- **DATASET EXTRACT**
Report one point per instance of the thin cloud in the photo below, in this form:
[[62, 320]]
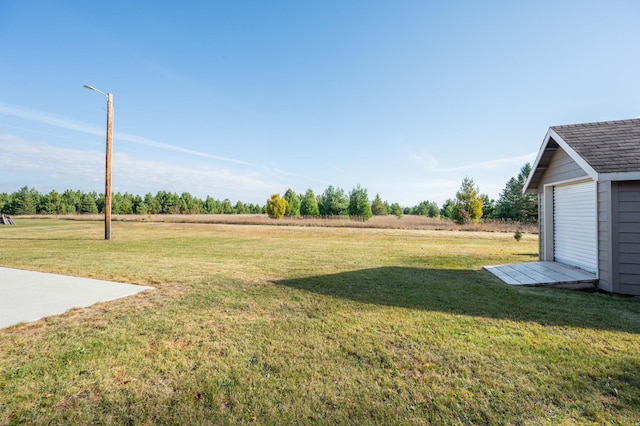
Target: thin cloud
[[129, 174], [432, 164], [78, 126]]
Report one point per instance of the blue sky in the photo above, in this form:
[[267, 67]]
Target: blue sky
[[243, 99]]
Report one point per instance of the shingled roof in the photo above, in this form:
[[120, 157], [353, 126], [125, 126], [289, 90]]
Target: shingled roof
[[607, 146], [605, 150]]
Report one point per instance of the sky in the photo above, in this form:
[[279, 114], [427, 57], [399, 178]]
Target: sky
[[244, 99]]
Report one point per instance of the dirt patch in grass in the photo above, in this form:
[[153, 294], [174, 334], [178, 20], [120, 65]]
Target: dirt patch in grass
[[385, 222], [295, 325]]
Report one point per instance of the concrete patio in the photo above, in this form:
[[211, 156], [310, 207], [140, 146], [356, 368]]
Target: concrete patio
[[27, 296], [552, 274]]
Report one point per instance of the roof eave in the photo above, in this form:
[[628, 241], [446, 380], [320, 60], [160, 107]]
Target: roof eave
[[538, 165]]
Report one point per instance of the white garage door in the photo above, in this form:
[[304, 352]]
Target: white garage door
[[575, 235]]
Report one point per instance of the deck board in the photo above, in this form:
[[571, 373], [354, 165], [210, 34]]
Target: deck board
[[542, 273]]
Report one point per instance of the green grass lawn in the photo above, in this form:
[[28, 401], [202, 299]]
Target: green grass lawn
[[295, 325]]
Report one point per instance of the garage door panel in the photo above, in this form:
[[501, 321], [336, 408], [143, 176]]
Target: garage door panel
[[575, 233]]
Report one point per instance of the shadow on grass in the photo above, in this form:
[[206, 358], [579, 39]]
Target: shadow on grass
[[474, 293]]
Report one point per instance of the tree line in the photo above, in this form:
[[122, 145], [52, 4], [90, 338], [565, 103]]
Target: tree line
[[468, 205]]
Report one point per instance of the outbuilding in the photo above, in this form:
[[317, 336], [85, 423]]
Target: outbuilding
[[587, 177]]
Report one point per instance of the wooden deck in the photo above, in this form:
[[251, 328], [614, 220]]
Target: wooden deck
[[544, 274]]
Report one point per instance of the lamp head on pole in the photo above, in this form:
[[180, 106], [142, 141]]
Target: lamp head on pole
[[86, 86]]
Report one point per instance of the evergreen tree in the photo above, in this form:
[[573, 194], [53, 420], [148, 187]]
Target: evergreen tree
[[226, 207], [309, 205], [334, 202], [88, 203], [468, 203], [377, 207], [23, 202], [359, 203], [488, 207], [153, 206], [396, 210], [5, 202], [293, 203], [52, 203], [515, 205]]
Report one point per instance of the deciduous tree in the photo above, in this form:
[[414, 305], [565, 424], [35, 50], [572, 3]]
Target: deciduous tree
[[276, 206], [309, 204]]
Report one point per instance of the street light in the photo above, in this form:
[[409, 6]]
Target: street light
[[107, 178]]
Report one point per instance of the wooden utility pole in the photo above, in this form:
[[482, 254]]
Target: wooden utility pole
[[107, 179]]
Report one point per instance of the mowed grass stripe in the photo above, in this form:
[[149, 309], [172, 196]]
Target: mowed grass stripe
[[280, 325]]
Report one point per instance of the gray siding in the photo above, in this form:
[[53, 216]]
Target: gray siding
[[562, 168], [605, 279], [541, 225], [628, 238]]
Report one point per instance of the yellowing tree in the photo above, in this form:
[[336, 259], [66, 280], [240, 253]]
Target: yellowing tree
[[469, 202], [276, 206]]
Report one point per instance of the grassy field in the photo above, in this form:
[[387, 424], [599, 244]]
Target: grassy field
[[294, 325]]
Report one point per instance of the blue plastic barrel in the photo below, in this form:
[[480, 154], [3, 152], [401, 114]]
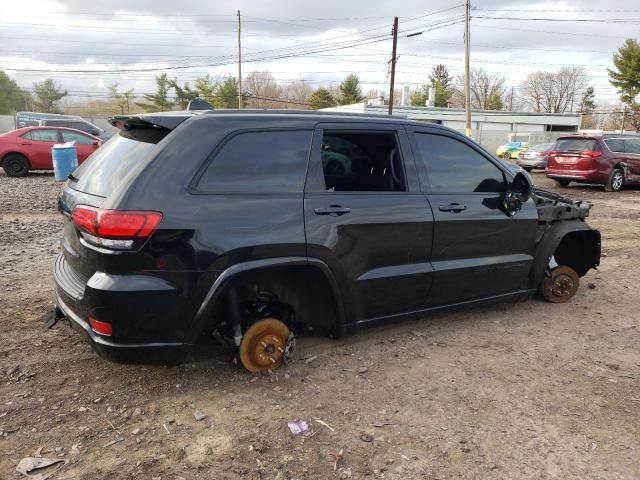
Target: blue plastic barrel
[[65, 161]]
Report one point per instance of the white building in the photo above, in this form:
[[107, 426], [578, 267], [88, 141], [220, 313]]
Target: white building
[[489, 127]]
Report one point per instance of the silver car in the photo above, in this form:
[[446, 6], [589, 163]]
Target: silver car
[[534, 157]]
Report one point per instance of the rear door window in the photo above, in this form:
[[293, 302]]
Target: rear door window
[[79, 138], [45, 135], [632, 146], [258, 162], [576, 145]]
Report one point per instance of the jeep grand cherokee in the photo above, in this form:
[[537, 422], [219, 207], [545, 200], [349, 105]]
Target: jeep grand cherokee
[[250, 224]]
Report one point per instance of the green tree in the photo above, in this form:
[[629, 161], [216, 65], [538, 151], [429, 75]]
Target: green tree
[[626, 78], [350, 91], [443, 83], [586, 108], [47, 96], [160, 100], [184, 94], [419, 96], [322, 98], [12, 97], [226, 94], [494, 101]]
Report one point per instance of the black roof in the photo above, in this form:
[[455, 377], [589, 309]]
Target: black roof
[[171, 120]]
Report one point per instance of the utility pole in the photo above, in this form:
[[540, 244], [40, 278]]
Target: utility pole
[[467, 86], [624, 115], [393, 63], [239, 65]]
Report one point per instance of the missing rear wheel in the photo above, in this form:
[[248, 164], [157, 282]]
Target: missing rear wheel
[[561, 286]]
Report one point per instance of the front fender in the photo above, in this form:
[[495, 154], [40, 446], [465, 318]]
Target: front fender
[[573, 243]]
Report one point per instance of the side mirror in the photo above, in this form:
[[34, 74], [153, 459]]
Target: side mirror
[[519, 192]]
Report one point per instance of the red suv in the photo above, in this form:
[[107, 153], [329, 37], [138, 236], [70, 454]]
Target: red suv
[[30, 148], [609, 160]]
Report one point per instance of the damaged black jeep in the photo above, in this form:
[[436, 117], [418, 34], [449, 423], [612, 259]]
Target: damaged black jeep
[[249, 225]]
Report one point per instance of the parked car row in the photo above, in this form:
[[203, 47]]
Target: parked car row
[[29, 148], [34, 119], [609, 160]]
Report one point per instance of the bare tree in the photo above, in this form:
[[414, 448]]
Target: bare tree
[[554, 92], [298, 93], [263, 91]]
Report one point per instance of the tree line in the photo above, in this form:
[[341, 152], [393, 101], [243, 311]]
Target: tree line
[[564, 90]]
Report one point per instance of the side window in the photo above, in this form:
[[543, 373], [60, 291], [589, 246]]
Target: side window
[[44, 135], [632, 146], [615, 144], [450, 166], [362, 162], [76, 137], [259, 162]]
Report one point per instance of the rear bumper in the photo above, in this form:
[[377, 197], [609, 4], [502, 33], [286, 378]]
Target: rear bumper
[[122, 352], [141, 309], [531, 162], [576, 175]]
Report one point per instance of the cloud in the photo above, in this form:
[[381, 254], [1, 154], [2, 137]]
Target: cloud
[[117, 41]]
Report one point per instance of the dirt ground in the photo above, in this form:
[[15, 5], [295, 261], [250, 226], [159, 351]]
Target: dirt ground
[[528, 391]]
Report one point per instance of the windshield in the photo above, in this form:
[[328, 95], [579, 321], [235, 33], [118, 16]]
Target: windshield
[[108, 166], [575, 145]]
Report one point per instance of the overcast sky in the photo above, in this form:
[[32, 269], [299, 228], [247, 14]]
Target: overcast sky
[[320, 42]]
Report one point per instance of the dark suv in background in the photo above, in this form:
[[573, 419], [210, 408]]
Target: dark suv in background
[[609, 160], [250, 224]]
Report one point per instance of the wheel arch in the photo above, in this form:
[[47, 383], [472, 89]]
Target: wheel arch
[[301, 281], [572, 243]]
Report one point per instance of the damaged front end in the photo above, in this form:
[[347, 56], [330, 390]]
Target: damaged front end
[[567, 247]]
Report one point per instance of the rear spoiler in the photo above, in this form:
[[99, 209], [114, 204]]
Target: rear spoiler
[[163, 120]]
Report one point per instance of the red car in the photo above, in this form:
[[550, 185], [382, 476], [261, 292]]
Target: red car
[[30, 148], [609, 160]]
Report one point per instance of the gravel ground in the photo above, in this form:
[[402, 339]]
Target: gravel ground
[[529, 390]]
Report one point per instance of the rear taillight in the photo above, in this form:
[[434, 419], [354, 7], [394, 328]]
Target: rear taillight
[[116, 229], [103, 328]]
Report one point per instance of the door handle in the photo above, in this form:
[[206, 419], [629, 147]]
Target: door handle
[[335, 210], [452, 207]]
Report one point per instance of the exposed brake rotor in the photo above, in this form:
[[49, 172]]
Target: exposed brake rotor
[[561, 286], [265, 345]]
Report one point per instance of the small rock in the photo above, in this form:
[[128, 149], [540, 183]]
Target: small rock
[[365, 437]]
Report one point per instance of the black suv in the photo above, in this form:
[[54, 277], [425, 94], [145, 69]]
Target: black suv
[[249, 224]]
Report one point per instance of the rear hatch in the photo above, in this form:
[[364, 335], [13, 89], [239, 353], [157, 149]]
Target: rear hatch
[[574, 153], [114, 165]]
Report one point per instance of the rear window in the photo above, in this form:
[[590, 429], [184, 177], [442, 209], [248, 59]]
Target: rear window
[[544, 147], [108, 165], [576, 145], [259, 162]]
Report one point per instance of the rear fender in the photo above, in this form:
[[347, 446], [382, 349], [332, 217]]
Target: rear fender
[[218, 289], [572, 243]]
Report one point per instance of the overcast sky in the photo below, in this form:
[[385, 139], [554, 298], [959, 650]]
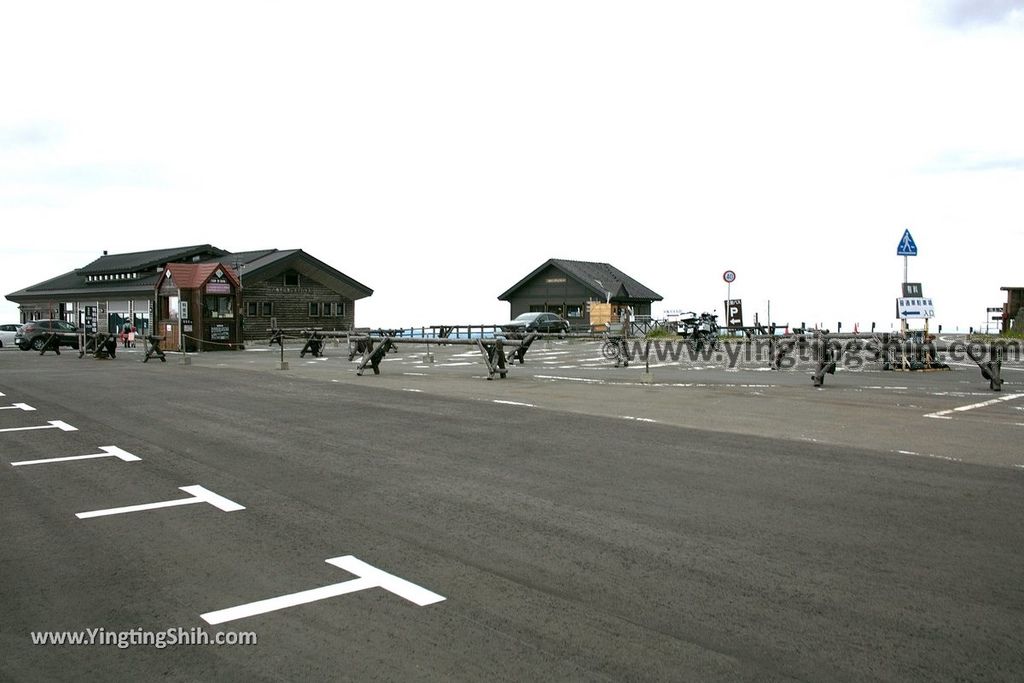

- **STATED TASK**
Write out the lines as a JSON list of strings, one string per line and no blank lines, starting at the line that contains "Report one point per instance of the side mirror" and ending at the line that contains "[[117, 41]]".

- **FULL OUTPUT**
[
  "Report one point per instance of the side mirror in the photo above, in this form:",
  "[[34, 74], [153, 459]]",
  "Target: side mirror",
  "[[519, 192]]",
  "Report one point per instance of the red suv in the photo above, in this form:",
  "[[107, 153], [329, 37], [138, 236], [70, 454]]",
  "Target: red suv",
  "[[30, 148], [609, 160]]",
  "Report one point per instance of the damaged black jeep in the photo above, in this form:",
  "[[436, 117], [418, 34], [449, 423], [612, 259]]",
  "Target: damaged black jeep",
  "[[249, 225]]",
  "Report one point per instance of the parked car row in the photo above, in this form:",
  "[[203, 47]]",
  "Target: parked car row",
  "[[29, 148], [34, 119], [609, 160]]",
  "Report one point per instance of the bare tree in the photo above, in this form:",
  "[[414, 448]]",
  "Target: bare tree",
  "[[554, 92], [298, 93], [263, 91]]",
  "Report one point per instance of the tree line in the photo above, in this form:",
  "[[341, 152], [393, 101], [243, 311]]",
  "Target: tree line",
  "[[564, 90]]",
  "Report one point per instance of the side window in the photo above, in this form:",
  "[[543, 373], [60, 291], [589, 246]]",
  "Target: side window",
  "[[44, 135], [632, 146], [615, 144], [450, 166], [362, 162], [76, 137], [259, 162]]",
  "Report one point per instance of the rear bumper in the photo above, in this form:",
  "[[377, 197], [609, 4], [502, 33], [286, 378]]",
  "Target: rear bumper",
  "[[122, 352], [141, 309], [531, 162], [576, 175]]",
  "Report one point per instance of the cloud in the photo above, in this form:",
  "[[381, 254], [1, 154], [2, 137]]",
  "Target: cloud",
  "[[117, 41]]"
]